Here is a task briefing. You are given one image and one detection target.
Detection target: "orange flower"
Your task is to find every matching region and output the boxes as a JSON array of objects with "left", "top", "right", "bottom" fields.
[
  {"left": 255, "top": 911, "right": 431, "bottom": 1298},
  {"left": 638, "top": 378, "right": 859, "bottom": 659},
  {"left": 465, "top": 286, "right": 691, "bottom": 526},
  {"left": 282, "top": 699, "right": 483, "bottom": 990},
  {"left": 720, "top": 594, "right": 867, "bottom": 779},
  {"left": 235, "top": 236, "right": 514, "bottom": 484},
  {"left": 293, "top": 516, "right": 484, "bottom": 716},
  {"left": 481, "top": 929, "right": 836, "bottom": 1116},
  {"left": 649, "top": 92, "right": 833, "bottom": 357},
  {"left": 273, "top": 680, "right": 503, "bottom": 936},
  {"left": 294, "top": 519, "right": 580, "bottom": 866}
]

▶ _HOW TO COMPLETE THIS TASK_:
Scan the records above, then copy out each line that mentions "target".

▶ _RESULT_:
Here is a task briefing. You are given one image and one detection target.
Detection target: "orange flower"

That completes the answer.